━━━━━ RECORD SET ━━━━━
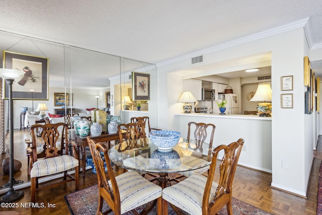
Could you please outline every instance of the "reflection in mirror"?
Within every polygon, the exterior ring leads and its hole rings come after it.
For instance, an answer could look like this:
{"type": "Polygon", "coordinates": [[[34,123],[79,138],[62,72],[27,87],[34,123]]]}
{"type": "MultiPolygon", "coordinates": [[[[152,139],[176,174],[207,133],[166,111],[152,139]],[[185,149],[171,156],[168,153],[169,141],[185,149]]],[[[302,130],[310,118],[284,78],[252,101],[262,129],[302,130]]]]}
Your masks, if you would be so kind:
{"type": "MultiPolygon", "coordinates": [[[[45,111],[47,116],[48,114],[54,114],[55,112],[58,110],[61,111],[62,110],[65,113],[72,111],[87,115],[91,113],[86,109],[97,108],[98,104],[99,108],[105,109],[106,92],[109,92],[111,95],[111,115],[119,115],[122,121],[127,123],[129,122],[129,117],[131,116],[148,115],[151,119],[151,125],[156,126],[157,105],[156,67],[155,65],[1,31],[0,48],[2,50],[49,58],[49,99],[44,101],[34,97],[33,99],[29,100],[14,101],[15,128],[20,127],[21,107],[27,107],[29,111],[31,110],[33,101],[35,107],[39,103],[46,104],[48,109],[45,111]],[[130,76],[133,71],[150,75],[150,100],[142,101],[147,106],[146,110],[148,110],[139,112],[131,110],[132,112],[125,112],[122,109],[123,97],[132,94],[129,89],[132,88],[132,78],[130,76]],[[61,106],[55,105],[55,93],[68,94],[68,106],[65,106],[64,109],[61,106]],[[96,96],[100,96],[98,99],[96,96]]],[[[2,53],[1,54],[2,56],[2,53]]],[[[0,67],[2,66],[3,65],[0,65],[0,67]]],[[[66,98],[66,94],[65,97],[66,98]]],[[[6,113],[7,112],[8,101],[2,101],[4,103],[4,109],[2,116],[5,119],[4,123],[5,126],[2,134],[4,136],[4,133],[8,128],[8,114],[6,113]]],[[[137,101],[132,101],[133,104],[136,104],[135,102],[137,101]]],[[[27,125],[24,126],[26,127],[27,125]]],[[[19,145],[19,150],[15,146],[14,156],[15,159],[22,163],[22,167],[19,171],[15,173],[15,177],[17,180],[24,181],[24,186],[29,186],[28,182],[30,178],[27,173],[26,146],[24,140],[30,138],[30,137],[28,129],[19,129],[19,131],[23,133],[23,136],[22,135],[19,142],[17,142],[19,145]]],[[[2,145],[4,149],[3,141],[2,143],[0,142],[0,148],[2,145]]],[[[9,157],[8,152],[2,155],[0,161],[1,163],[2,160],[7,157],[9,157]]],[[[0,178],[6,180],[5,178],[6,177],[9,178],[3,172],[0,172],[0,178]]],[[[0,194],[5,192],[6,190],[0,190],[0,194]]]]}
━━━━━
• [TO BE DONE]: Write out every line of the listing above word for word, omitting the picture.

• [EXERCISE OUTPUT]:
Could you please outline every instance of the "reflection in mirror"?
Within every polygon, the exterior ring leads and its hole rings come after it.
For instance, an answer could look like this:
{"type": "Polygon", "coordinates": [[[34,123],[79,138],[62,72],[27,87],[34,123]]]}
{"type": "MultiPolygon", "coordinates": [[[[152,139],[176,174],[207,133],[166,111],[152,139]],[[185,149],[171,156],[168,153],[169,141],[185,149]]],[[[302,130],[310,118],[284,78],[252,101],[262,129],[302,130]]]]}
Your masks, if you would be so kind:
{"type": "MultiPolygon", "coordinates": [[[[45,111],[47,116],[48,114],[54,114],[55,112],[58,110],[61,111],[62,110],[65,113],[72,111],[87,115],[91,113],[86,109],[97,108],[98,104],[99,108],[105,109],[106,92],[109,92],[111,95],[111,115],[119,115],[122,121],[127,123],[129,122],[129,117],[131,116],[148,115],[151,119],[151,125],[156,126],[157,105],[156,67],[155,65],[1,31],[0,48],[2,50],[49,58],[49,99],[44,101],[34,97],[33,99],[29,100],[14,101],[15,128],[20,127],[21,107],[27,107],[29,111],[31,110],[33,101],[35,107],[39,103],[46,104],[48,109],[45,111]],[[130,76],[133,71],[150,75],[150,100],[142,101],[147,106],[146,110],[148,110],[139,112],[131,110],[132,112],[125,112],[122,109],[123,97],[132,94],[129,89],[132,88],[132,78],[130,76]],[[61,106],[55,105],[55,93],[68,94],[68,106],[65,106],[64,109],[61,106]],[[96,96],[100,96],[98,99],[96,96]]],[[[2,53],[1,54],[2,56],[2,53]]],[[[0,67],[2,66],[3,65],[0,65],[0,67]]],[[[66,98],[66,94],[65,97],[66,98]]],[[[6,113],[7,112],[8,101],[2,101],[4,103],[4,109],[2,116],[5,119],[4,123],[5,126],[2,134],[4,136],[4,133],[8,128],[8,114],[6,113]]],[[[137,101],[132,101],[133,104],[136,104],[135,102],[137,101]]],[[[27,125],[24,126],[26,127],[27,125]]],[[[19,145],[19,150],[15,146],[14,156],[15,159],[22,163],[22,167],[19,171],[15,173],[15,177],[17,180],[24,181],[24,186],[29,186],[28,182],[30,178],[27,173],[26,146],[24,140],[30,138],[30,137],[28,129],[19,129],[19,131],[23,133],[23,136],[22,135],[19,142],[17,142],[19,145]]],[[[2,145],[4,149],[3,141],[2,143],[0,142],[0,148],[2,145]]],[[[9,157],[8,152],[2,155],[0,161],[1,163],[2,160],[7,157],[9,157]]],[[[0,178],[6,180],[5,178],[6,177],[9,178],[3,172],[0,172],[0,178]]],[[[0,194],[5,192],[6,190],[0,190],[0,194]]]]}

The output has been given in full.